### Aim of the task
A stretch of the entries below is to be set down exactly, running from the line with "the cloud layer." through the line with "the mountain summit.", both included, and no other line.

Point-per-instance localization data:
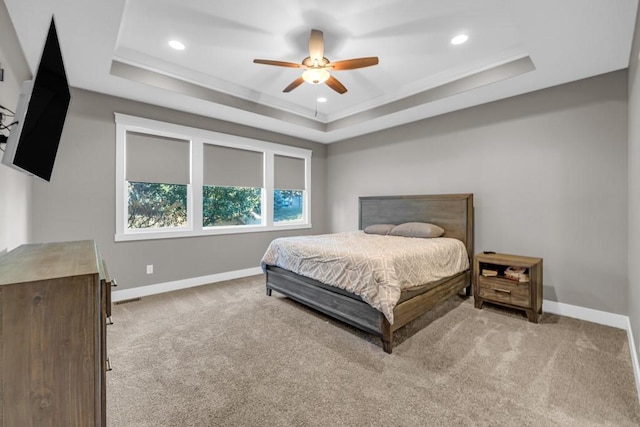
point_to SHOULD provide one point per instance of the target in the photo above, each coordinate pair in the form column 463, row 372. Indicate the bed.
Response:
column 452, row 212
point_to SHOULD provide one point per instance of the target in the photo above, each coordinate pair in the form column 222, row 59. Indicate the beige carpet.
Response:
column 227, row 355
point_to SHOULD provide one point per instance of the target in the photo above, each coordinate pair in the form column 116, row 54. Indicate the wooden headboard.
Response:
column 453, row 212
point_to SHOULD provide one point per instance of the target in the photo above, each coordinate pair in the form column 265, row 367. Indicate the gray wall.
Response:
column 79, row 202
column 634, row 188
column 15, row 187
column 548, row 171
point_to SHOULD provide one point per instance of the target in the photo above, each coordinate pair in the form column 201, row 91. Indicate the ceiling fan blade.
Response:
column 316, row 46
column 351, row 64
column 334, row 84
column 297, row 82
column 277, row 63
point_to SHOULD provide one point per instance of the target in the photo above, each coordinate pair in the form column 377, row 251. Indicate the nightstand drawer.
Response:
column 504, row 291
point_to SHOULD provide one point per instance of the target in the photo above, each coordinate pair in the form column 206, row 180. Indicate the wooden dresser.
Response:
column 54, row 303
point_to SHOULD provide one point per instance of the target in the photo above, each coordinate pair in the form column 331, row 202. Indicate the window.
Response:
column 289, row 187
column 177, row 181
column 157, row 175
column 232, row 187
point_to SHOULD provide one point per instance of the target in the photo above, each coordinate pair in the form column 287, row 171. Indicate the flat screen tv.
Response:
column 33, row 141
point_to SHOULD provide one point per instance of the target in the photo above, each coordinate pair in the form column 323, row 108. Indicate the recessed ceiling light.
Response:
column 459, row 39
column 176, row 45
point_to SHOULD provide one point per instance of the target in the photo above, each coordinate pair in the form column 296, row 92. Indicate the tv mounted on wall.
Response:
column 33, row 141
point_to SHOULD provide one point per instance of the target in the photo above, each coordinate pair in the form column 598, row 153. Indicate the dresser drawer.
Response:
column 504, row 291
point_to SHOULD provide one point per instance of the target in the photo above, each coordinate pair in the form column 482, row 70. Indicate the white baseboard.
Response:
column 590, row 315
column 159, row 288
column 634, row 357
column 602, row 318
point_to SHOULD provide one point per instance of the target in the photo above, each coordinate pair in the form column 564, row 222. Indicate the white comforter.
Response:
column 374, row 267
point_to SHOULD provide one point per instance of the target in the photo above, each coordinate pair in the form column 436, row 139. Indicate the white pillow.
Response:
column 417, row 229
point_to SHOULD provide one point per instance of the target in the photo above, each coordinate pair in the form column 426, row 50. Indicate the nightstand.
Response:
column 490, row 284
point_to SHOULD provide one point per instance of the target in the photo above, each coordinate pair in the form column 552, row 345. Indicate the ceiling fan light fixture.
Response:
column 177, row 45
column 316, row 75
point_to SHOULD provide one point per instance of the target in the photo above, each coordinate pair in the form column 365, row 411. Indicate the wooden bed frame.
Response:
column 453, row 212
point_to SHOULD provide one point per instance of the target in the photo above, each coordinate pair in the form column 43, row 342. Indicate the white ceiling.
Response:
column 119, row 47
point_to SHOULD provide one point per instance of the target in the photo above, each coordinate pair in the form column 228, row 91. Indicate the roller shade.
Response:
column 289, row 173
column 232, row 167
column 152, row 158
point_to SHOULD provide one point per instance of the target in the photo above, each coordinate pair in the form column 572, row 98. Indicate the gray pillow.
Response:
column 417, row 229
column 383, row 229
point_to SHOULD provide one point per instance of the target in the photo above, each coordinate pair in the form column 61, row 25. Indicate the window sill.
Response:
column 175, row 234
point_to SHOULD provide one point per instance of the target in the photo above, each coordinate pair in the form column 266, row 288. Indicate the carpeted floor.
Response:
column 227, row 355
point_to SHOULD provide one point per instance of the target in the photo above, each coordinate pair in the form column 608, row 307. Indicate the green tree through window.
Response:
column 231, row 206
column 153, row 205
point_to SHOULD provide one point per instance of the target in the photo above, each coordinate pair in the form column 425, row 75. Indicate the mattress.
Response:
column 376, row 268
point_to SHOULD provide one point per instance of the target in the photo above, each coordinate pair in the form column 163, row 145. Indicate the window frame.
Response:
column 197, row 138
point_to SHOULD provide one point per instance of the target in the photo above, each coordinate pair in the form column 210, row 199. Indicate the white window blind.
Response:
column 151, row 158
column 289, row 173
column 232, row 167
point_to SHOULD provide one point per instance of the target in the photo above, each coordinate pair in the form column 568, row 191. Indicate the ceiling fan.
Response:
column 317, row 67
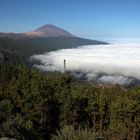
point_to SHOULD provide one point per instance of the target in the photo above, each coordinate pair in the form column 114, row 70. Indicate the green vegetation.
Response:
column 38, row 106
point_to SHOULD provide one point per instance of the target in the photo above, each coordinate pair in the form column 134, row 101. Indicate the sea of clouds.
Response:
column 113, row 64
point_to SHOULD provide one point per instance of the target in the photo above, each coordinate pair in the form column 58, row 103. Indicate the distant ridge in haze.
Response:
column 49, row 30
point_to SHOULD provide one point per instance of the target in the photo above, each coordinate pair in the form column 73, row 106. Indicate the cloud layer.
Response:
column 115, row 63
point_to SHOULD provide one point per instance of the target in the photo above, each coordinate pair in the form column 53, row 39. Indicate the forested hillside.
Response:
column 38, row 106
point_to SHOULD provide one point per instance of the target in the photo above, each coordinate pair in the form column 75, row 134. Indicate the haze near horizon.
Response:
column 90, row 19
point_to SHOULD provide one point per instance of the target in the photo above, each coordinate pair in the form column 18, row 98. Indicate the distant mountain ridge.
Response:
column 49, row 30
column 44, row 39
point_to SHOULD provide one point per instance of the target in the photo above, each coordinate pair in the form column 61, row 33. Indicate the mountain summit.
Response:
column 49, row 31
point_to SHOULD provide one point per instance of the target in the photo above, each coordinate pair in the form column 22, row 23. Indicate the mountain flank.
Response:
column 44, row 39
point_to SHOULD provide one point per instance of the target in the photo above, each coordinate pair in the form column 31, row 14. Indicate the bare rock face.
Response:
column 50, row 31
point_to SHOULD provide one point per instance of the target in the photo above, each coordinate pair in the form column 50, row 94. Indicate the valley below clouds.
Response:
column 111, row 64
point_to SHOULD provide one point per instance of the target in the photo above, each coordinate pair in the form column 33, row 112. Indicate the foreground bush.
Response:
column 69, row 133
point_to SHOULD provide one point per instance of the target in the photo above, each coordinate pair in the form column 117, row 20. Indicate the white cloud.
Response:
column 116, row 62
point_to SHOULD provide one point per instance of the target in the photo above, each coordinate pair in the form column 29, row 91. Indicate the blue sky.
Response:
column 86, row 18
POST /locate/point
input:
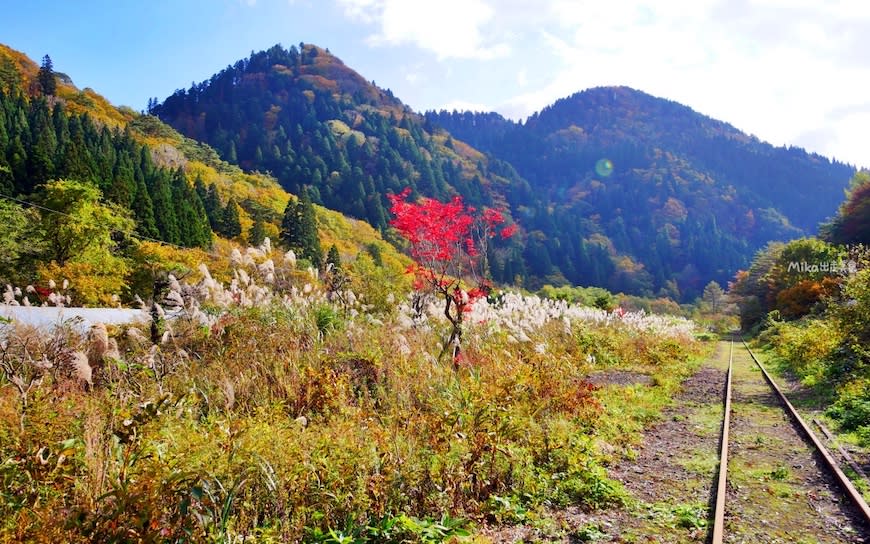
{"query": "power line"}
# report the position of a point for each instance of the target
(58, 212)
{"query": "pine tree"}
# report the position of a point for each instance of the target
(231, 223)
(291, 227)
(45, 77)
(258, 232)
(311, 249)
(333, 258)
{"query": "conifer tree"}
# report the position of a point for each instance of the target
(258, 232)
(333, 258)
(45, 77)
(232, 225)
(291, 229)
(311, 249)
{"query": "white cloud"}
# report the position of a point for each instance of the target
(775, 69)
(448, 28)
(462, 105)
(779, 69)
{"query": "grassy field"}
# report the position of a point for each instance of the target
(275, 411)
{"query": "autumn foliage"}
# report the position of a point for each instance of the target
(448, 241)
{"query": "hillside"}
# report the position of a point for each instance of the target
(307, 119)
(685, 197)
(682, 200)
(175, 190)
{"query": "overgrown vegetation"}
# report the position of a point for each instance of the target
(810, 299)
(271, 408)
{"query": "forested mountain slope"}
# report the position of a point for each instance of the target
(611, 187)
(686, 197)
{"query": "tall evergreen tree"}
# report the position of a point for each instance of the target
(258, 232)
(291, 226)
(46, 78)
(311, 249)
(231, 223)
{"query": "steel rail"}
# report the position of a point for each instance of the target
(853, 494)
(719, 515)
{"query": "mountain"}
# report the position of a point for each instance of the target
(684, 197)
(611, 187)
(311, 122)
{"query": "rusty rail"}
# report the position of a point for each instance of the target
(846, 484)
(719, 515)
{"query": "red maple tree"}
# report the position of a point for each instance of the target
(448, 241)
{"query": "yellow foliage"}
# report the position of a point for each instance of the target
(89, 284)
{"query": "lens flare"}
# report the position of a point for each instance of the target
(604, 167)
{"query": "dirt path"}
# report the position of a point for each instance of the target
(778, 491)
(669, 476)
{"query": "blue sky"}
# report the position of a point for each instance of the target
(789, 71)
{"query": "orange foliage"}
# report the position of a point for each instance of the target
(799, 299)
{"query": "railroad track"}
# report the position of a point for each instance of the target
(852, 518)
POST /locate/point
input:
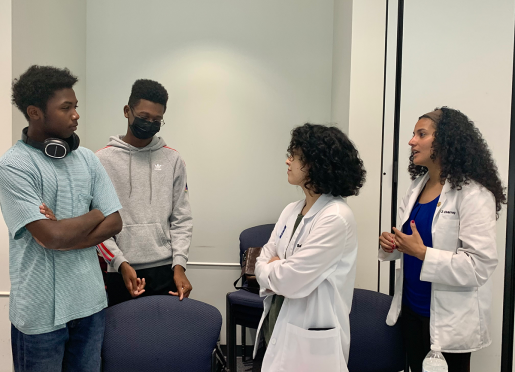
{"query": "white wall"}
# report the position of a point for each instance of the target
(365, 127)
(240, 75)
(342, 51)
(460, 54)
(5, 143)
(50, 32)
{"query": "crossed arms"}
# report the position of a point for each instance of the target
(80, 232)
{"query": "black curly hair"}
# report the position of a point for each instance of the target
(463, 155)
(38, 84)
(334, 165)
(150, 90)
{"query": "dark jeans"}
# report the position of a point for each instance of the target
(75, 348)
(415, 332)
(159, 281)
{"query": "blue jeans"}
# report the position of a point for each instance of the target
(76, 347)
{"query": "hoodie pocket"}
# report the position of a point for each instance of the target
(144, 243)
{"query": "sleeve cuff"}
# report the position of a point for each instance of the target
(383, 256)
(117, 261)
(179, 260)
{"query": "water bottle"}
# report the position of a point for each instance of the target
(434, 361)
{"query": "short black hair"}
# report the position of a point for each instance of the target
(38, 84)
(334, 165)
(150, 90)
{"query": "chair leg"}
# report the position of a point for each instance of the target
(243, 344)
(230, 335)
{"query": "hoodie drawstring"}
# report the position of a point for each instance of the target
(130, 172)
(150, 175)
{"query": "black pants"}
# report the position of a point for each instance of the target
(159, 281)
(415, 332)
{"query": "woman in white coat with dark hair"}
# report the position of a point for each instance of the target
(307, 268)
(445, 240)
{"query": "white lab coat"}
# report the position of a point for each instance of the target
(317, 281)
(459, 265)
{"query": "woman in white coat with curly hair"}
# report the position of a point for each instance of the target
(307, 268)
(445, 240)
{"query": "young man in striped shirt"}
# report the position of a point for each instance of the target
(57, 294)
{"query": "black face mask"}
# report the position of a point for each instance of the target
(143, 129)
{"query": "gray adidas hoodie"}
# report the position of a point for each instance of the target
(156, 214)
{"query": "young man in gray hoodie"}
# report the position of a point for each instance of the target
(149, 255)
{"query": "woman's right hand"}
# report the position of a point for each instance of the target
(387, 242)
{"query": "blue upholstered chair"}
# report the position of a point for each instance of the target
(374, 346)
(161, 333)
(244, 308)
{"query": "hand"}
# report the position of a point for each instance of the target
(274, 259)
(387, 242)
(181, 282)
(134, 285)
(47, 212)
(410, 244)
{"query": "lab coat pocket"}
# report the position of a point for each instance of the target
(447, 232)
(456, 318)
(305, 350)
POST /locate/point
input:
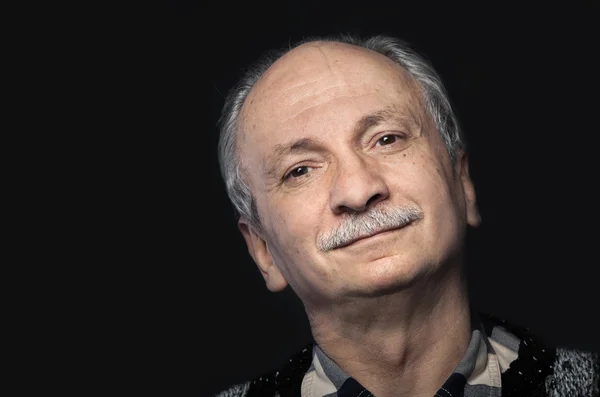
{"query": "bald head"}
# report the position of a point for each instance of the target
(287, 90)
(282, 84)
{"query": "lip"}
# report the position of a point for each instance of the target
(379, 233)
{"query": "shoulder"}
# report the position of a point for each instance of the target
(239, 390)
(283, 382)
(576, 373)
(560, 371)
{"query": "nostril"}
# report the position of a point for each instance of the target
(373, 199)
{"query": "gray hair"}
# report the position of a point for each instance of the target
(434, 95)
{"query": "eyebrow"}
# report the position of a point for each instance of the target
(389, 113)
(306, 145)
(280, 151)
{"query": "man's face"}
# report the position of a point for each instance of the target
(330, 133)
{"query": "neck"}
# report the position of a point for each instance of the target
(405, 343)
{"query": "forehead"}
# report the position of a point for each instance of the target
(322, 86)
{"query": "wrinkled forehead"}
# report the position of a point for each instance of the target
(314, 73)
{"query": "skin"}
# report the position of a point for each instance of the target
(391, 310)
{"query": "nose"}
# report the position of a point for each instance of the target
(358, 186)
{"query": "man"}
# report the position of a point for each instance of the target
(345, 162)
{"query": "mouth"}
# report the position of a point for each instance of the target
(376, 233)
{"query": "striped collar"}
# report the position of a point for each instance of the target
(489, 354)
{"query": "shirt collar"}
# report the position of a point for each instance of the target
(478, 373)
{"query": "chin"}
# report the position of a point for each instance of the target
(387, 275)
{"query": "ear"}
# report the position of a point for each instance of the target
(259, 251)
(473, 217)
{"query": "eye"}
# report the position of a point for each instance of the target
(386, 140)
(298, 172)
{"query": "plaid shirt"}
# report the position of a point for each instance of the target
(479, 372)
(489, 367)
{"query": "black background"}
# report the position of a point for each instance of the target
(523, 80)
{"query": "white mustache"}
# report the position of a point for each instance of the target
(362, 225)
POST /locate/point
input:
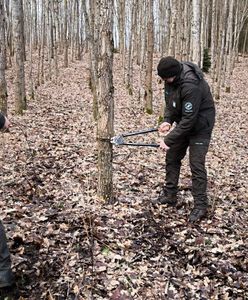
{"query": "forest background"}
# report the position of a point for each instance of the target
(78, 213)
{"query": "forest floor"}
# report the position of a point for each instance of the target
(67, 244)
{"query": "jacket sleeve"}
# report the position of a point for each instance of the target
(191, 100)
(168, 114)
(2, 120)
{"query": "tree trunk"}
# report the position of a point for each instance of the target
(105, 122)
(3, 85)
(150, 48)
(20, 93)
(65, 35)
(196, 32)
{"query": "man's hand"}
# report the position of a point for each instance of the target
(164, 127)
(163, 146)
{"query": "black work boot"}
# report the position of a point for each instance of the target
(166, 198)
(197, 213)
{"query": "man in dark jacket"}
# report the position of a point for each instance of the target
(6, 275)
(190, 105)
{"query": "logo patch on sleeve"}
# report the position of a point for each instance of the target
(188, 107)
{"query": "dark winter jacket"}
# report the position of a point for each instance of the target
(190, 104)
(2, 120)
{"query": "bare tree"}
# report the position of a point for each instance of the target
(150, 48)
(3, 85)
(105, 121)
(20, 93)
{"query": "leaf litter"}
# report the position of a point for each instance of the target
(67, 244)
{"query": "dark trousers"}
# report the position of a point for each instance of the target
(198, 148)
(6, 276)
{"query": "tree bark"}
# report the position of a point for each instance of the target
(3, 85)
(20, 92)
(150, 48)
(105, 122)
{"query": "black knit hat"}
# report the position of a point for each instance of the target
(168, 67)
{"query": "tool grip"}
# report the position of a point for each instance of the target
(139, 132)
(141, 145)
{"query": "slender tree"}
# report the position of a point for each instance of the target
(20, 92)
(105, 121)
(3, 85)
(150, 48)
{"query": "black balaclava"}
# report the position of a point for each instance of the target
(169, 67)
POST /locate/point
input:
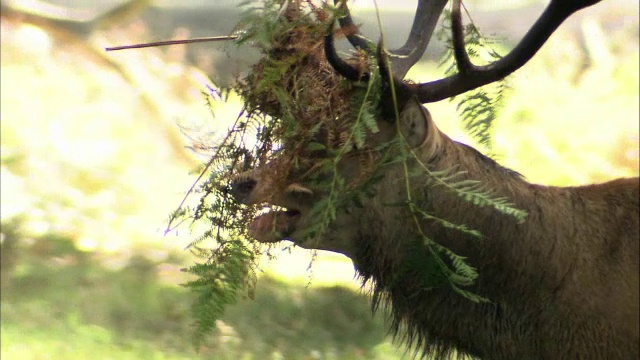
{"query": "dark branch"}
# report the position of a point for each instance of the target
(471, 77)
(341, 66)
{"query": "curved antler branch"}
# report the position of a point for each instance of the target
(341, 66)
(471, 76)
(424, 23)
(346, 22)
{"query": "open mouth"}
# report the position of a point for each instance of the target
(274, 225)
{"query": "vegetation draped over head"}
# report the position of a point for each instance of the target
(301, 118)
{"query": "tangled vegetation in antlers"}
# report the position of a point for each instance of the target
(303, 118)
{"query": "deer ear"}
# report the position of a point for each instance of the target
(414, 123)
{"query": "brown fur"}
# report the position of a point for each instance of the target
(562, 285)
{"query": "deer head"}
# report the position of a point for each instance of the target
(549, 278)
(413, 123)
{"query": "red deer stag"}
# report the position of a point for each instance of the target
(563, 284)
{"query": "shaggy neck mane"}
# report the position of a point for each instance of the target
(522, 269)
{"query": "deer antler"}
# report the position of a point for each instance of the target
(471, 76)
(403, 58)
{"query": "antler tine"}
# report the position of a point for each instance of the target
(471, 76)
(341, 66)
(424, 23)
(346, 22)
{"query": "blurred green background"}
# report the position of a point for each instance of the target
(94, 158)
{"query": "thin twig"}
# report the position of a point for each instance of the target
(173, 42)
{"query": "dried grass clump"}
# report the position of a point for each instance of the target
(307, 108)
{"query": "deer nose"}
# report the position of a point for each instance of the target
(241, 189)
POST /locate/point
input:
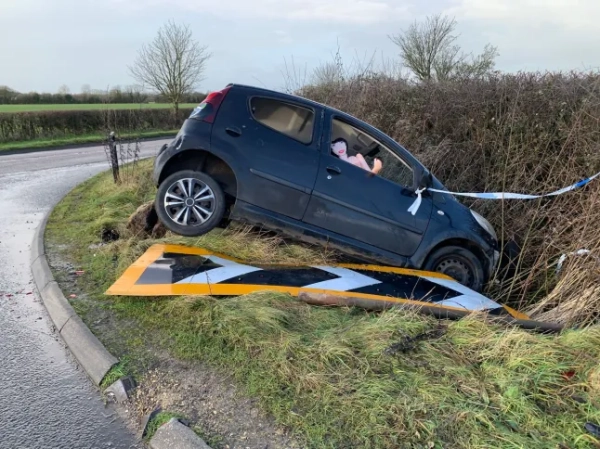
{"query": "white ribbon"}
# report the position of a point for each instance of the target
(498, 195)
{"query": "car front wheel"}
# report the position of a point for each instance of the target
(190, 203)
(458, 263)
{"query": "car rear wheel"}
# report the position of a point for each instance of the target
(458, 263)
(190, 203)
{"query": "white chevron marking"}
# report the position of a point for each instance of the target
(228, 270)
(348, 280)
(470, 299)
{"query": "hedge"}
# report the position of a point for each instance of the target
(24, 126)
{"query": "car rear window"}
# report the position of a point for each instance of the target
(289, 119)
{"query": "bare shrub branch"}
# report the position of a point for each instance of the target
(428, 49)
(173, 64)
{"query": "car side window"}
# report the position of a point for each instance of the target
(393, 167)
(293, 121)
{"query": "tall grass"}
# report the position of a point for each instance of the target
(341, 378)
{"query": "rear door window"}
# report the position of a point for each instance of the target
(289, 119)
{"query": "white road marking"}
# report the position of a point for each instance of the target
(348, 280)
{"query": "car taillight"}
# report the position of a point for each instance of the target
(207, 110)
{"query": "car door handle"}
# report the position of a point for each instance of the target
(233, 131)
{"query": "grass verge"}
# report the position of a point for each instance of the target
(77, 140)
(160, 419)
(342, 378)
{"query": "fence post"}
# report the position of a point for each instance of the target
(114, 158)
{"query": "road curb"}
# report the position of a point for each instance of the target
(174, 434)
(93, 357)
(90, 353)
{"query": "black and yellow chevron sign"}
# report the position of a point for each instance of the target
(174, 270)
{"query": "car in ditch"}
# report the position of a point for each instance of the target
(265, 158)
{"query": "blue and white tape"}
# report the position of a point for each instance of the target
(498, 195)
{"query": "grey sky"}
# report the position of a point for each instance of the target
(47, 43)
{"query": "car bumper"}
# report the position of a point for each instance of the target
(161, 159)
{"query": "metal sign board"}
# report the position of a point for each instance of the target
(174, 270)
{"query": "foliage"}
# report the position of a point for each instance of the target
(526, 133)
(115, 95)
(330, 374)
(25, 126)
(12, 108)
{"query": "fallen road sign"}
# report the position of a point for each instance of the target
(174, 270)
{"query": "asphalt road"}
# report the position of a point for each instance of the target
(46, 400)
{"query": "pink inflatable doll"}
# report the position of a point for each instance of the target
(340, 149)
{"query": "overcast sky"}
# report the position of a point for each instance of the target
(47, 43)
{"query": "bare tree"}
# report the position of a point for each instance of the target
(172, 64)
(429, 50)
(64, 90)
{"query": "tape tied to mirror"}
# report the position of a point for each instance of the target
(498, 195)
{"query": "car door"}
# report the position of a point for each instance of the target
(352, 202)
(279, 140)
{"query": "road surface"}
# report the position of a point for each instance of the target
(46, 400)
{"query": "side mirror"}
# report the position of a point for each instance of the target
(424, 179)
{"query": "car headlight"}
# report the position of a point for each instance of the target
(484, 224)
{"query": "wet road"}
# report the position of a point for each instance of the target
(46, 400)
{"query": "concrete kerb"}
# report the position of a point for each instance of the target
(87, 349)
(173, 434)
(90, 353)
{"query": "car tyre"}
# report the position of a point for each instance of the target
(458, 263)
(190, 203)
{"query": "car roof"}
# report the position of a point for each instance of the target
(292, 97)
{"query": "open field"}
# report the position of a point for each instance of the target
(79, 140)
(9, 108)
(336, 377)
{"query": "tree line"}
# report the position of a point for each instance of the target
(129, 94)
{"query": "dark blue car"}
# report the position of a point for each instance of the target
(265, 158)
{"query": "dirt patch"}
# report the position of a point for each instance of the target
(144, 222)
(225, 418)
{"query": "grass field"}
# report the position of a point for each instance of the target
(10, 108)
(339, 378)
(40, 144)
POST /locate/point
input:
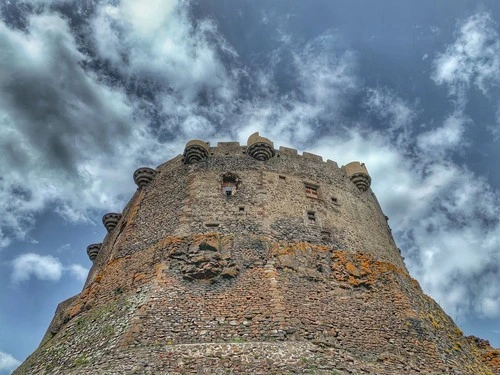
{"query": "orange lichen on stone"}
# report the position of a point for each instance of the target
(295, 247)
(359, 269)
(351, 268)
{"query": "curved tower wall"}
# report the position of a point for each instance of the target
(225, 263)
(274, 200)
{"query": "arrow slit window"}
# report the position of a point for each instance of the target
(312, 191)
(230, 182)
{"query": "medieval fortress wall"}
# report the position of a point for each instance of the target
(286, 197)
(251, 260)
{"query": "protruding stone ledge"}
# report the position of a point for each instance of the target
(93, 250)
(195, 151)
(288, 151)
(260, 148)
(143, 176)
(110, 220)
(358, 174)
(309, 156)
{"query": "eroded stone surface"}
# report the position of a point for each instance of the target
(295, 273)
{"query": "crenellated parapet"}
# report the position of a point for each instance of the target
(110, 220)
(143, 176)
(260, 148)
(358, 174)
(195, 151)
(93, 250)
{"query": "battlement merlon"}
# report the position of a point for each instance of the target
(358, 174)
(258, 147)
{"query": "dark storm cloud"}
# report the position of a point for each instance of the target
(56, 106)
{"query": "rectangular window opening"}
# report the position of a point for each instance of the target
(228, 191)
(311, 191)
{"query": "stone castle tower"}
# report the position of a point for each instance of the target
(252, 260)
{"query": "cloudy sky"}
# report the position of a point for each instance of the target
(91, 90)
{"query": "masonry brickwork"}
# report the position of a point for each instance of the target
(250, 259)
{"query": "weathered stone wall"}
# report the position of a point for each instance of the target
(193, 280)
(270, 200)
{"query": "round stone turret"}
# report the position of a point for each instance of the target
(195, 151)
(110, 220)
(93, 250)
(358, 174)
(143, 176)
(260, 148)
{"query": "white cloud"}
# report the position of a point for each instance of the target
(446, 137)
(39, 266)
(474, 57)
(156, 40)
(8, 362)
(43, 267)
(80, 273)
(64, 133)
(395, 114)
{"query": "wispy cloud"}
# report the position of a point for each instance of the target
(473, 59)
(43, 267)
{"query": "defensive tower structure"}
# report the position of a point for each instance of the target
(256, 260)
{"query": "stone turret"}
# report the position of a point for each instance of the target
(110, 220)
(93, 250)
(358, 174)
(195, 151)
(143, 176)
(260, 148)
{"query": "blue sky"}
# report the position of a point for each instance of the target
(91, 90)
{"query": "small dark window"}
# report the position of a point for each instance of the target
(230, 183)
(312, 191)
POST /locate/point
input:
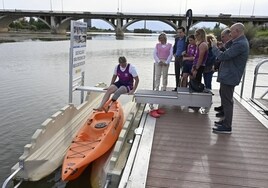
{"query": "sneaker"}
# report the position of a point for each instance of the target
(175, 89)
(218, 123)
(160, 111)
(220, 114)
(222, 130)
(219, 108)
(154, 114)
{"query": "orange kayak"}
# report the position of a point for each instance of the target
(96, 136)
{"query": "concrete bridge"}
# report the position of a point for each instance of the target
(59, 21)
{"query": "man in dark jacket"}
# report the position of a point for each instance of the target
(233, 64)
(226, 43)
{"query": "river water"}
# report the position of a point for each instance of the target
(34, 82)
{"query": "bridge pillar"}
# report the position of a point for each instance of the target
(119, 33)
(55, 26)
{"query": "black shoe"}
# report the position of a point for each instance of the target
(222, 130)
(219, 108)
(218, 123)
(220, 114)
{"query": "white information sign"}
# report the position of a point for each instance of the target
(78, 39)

### Result below
point_to SHOULD provide one point per instance of the target in the photo above, each coordinate pair in the form column 73, row 106. Indicate the cloud layer.
Response:
column 115, row 63
point_to SHOULD provide one point per instance of the target in the photo above, each coordinate pair in the form column 53, row 39. Indicate the forested hillside.
Response:
column 38, row 106
point_to SHOULD provide one point per instance of the target in the photo above, each coordinate pair in the form column 75, row 134. Indicate the haze near horizon.
Response:
column 90, row 19
point_to SHOULD provide one point per instance of the target in the photo above, each coordinate pair in the form column 18, row 98. Indicate the distant mountain ridge.
Response:
column 49, row 30
column 44, row 39
point_to SHOULD provide one point per instance of the target in the photo above, each coordinate pair in the form column 61, row 33. Indicate the mountain summit.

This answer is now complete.